Rows from a data collection:

───

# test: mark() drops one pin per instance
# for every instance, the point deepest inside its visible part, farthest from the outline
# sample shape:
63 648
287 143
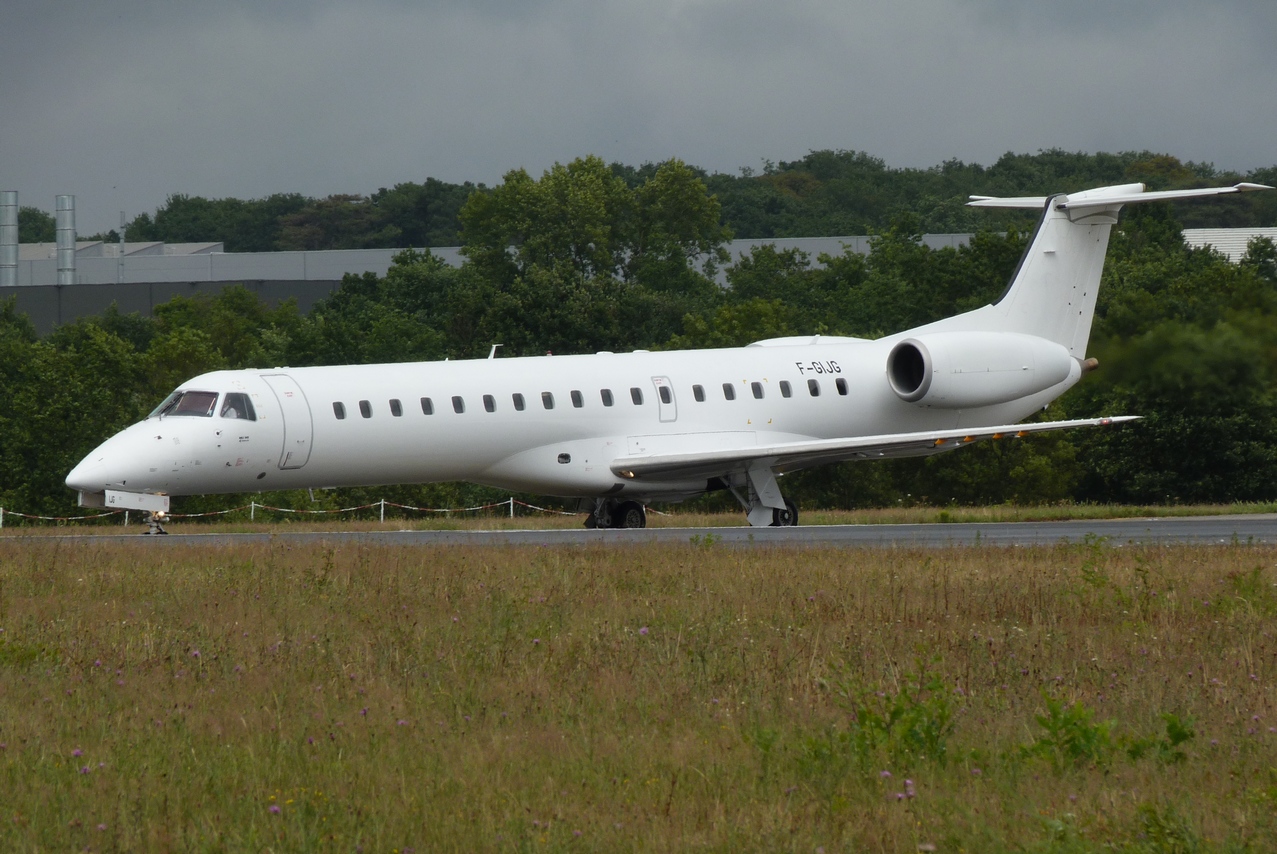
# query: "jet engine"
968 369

───

[What is needed]
Reproduce every line of the rows above, including the requests, and scale each point coordinate in the answers by 0.7, rounding to the nearest whole number with halves rounded up. Leave the numbers in the requests and the sample format unchanged, and omit the pictures.

[Correct result]
# test: mark() drops one pin per instance
# for every instance, the point deepest inside its visible part, farthest from the outline
# sample shape:
63 648
287 143
# query: "jet engine"
678 258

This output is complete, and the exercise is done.